### EXTRACTED RECORDS
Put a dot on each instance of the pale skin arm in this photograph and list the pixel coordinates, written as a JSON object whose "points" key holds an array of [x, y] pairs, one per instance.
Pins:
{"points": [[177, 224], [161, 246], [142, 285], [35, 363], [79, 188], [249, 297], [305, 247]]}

--

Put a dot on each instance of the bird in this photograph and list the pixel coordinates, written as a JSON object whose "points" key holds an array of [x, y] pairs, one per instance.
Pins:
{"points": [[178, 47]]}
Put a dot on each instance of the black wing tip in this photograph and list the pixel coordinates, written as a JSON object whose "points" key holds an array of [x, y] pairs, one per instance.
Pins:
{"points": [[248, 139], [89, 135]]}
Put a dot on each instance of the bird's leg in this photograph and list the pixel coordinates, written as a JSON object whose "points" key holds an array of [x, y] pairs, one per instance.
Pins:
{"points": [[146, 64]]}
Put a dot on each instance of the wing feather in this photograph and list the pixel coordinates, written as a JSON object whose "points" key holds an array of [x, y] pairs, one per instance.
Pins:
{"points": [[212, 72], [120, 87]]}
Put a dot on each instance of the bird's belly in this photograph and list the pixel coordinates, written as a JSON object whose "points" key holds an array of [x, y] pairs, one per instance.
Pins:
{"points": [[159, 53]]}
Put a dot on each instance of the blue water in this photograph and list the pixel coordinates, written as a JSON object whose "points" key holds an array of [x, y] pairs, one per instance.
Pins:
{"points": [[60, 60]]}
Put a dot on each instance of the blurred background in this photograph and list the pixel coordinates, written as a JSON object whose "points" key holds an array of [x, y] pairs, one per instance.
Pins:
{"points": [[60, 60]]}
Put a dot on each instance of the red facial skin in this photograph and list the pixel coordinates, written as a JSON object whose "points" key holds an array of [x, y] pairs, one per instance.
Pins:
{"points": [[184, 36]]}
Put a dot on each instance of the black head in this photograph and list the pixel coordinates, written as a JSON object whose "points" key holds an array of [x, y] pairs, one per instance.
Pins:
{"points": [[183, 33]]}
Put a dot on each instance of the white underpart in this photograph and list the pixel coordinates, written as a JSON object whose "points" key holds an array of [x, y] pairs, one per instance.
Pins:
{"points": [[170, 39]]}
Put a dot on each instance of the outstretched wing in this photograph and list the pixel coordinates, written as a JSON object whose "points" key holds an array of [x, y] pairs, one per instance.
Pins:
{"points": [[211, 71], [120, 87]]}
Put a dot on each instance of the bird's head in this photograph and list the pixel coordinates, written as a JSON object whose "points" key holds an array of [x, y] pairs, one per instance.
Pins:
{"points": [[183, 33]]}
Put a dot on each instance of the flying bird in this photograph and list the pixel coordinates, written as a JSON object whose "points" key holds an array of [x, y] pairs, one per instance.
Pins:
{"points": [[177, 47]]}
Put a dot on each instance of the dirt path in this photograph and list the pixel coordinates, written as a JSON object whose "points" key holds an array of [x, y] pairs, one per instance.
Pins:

---

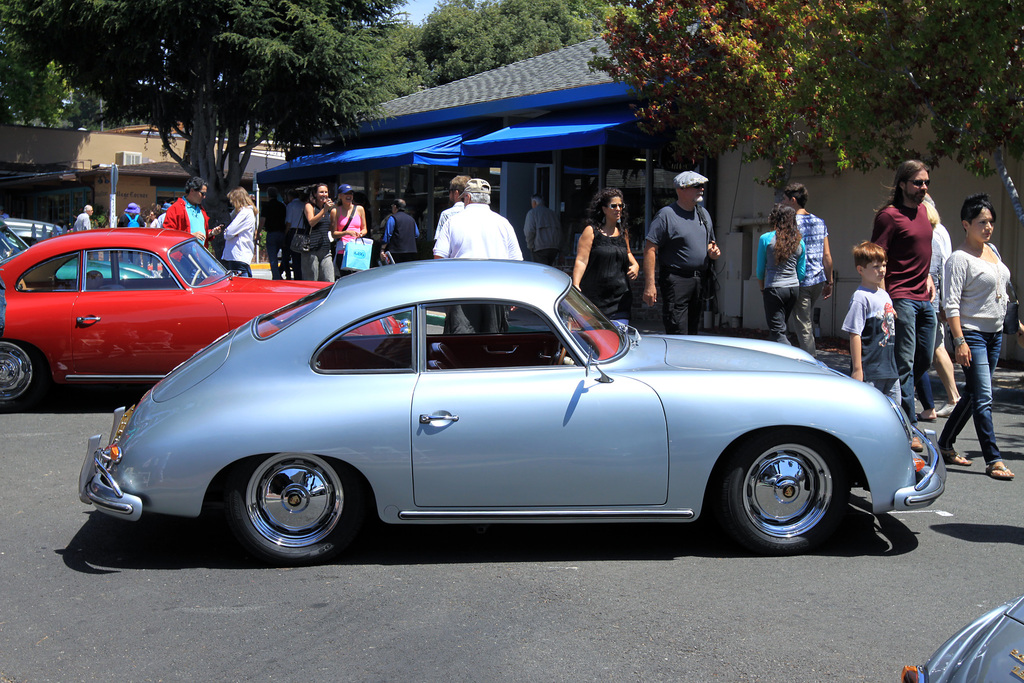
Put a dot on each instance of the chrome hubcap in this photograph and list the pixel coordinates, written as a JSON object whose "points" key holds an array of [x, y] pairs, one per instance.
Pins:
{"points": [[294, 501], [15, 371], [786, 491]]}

### DIRECTIONS FOR THIS TASK
How many lines of the material above contain the string "bird", matching case exactly? Reply with only the number.

### COMPLETED EXERCISE
5